**Stated exercise**
In the material below, take the stretch from the line containing "Subject: man's arm" through the line containing "xmin=80 ymin=197 xmax=129 ymax=217" and rewrite it with "integer pixels" swapped for "whole-number pixels", leaving everything else unchanged. Return only those lines, and leave the pictures out.

[Start of Data for the task]

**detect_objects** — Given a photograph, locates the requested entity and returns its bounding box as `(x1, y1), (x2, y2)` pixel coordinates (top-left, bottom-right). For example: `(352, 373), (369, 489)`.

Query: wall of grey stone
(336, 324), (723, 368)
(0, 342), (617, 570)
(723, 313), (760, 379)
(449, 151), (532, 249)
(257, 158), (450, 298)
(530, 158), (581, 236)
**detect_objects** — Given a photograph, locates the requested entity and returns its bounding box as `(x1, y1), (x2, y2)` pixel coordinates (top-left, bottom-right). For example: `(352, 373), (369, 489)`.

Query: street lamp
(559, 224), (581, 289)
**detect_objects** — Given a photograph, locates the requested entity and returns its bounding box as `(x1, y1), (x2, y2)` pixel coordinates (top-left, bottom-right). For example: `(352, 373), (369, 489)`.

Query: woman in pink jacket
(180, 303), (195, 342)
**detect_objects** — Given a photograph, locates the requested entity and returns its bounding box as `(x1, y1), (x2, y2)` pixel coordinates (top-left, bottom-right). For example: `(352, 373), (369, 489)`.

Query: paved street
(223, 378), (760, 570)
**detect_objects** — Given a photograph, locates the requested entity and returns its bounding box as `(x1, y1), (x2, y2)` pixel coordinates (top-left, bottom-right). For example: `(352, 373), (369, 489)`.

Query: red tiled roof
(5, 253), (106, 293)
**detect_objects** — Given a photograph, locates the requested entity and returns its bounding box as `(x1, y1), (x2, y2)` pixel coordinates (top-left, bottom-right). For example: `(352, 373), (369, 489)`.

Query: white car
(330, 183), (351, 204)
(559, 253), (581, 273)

[End of Data for the task]
[Start of Data for the task]

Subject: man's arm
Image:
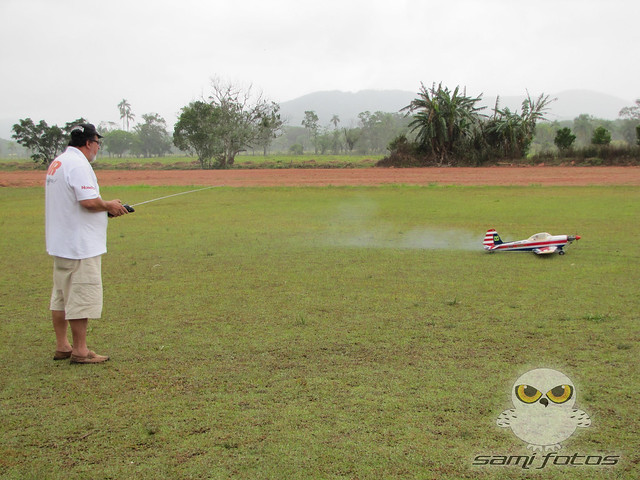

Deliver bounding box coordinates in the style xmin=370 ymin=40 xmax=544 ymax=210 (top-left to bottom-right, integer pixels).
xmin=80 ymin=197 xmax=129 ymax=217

[End of Data for the task]

**Exercise output**
Subject: man's arm
Image:

Deliver bounding box coordinates in the style xmin=370 ymin=40 xmax=544 ymax=210 (top-left to bottom-right, whole-number pixels).
xmin=80 ymin=197 xmax=129 ymax=217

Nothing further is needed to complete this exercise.